Duplicate the passage on trauma and cancer, from "The normal wear" up to and including "out of them.", word for word.
───── Selected passage ─────
The normal wear and tear of life induces a multiplicity of traumas which are rarely noted or quickly forgotten until the time arises to make something out of them.

Stewart, 1946

The role of trauma in the causation of cancer is a subject fraught with gross exaggerations and contradictions. The literature abounds in points of view ranging from detailed descriptions of case reports of trauma followed by malignant neoplasms to others in which this relationship is minimized or flatly denied.1–8

This problem is further confounded when medicolegal implications are considered. Compensation claims for development of a tumor ascribed to trauma are not infrequent. Although they rarely have a factual basis, some have been settled in favor of the injured party. Few cases claiming a causal relationship between trauma and neoplasia fulfill criteria for causation postulated by Ewing9 or Warren.10 These conditions include (1) authenticity of trauma, (2) sufficient severity of the trauma, (3) reasonable evidence of prior integrity of the injured area, (4) tumor appearance at the site of trauma, and (5) time interval not too remote for reasonable association of trauma and tumor. Additional criteria to further authenticate a possible relationship are (1) trauma of such magnitude that reparative proliferation of cells occurs, and (2) tumor of a type that might reasonably develop as a result of the regeneration and repair of specific tissues damaged during injury.10

Unfortunately, the application of these criteria is not in itself a warranty of a scientific and objective approach to this problem. One of the main sources of disagreement between proponents and opponents of the role of trauma in the causation of cancer has been the length and significance of the time interval between the two events. This factor appears to be somewhat flexible when compared with the appearance time of other neoplasms brought about by known carcinogens. The exact sequence of events leading to the development of leukemia following irradiation is not known, but in the case of radiation-related leukemia in Nagasaki and Hiroshima after atomic bomb exposure, peak appearance was 7.2 to 9.4 years later, but with wide variation.11 A similar interval until the peak (8.5 years) has been demonstrated in the case of thyroid neoplasms in children following neck irradiation.12 The appearance of clear cell vaginal adenocarcinoma in young women whose mothers received diethyl stilbestrol therapy during gestation occurred 14 to 22 years after the chemical traumatic event.13

Mechanisms Of Possible Traumatic Causation

A wide variety of malignant neoplasms have been described in association with trauma. In many cases, the association appears purely coincidental, judging from the lack of scientific evidence. Mechanical trauma may soon alert the patient to the presence of a pre-existing neoplasm in the affected part. Accepting the definition of trauma as a mechanical force received by the body, followed by a local reaction characteristic of injury, we exclude from consideration in this chapter ionizing irradiation (see Chapter 14), chemical insults (see Chapter 12), and ultraviolet radiation (see Chapter 15) as different forms of injury discussed elsewhere.
───── Extracted material ─────
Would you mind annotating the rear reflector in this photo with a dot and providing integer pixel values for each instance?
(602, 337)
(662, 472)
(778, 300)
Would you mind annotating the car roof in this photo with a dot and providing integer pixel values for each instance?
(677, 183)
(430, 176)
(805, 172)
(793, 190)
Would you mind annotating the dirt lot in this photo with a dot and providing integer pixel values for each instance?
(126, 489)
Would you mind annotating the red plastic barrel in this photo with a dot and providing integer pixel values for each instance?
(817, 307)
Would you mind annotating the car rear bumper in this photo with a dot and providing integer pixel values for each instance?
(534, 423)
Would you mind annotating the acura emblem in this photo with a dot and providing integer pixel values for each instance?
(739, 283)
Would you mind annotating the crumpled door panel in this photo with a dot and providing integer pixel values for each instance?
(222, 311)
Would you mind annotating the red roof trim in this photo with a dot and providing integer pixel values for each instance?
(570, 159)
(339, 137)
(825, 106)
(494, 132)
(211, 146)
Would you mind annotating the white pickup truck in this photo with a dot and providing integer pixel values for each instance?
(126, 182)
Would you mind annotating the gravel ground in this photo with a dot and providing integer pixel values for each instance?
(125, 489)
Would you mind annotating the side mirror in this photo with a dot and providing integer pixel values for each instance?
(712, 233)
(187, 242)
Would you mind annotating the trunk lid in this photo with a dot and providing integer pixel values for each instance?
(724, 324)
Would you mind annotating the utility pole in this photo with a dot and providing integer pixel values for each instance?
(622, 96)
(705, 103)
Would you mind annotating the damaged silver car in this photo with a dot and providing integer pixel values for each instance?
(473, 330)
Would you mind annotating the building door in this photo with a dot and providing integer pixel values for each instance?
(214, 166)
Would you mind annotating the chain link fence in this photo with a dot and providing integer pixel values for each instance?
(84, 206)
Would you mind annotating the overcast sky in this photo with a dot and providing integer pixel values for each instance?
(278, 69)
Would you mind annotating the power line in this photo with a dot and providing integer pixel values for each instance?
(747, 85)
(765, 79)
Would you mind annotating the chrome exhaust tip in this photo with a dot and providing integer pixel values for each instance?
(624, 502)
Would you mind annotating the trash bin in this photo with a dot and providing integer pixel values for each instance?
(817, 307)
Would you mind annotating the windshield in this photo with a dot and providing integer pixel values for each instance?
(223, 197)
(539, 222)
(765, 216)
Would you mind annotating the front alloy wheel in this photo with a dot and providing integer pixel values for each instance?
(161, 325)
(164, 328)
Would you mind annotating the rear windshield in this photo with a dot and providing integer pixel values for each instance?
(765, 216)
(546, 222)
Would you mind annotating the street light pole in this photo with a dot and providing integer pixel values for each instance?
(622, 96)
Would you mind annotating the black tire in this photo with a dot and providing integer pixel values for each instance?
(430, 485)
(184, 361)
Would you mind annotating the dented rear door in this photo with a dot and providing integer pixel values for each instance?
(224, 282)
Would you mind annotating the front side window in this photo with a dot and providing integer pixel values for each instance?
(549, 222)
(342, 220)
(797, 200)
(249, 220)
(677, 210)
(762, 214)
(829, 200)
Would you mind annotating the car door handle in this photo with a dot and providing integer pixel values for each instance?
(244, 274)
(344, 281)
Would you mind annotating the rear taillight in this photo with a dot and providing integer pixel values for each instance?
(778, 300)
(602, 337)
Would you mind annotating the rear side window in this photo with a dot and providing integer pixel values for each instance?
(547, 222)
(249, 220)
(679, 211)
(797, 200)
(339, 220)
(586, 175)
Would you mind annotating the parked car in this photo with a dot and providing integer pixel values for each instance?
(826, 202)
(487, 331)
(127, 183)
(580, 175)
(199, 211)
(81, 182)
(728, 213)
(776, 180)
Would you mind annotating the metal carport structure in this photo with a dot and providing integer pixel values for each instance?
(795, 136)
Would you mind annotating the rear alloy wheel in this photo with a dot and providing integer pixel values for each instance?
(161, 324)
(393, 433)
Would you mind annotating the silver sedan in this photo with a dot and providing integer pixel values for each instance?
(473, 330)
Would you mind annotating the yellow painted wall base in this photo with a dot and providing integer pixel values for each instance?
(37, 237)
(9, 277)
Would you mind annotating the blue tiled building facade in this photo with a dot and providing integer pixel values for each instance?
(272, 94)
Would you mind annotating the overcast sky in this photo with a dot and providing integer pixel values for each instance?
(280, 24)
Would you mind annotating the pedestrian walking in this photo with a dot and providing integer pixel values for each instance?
─────
→ Result of the exercise
The normal wear and tear of life induces a multiplicity of traumas which are rarely noted or quickly forgotten until the time arises to make something out of them.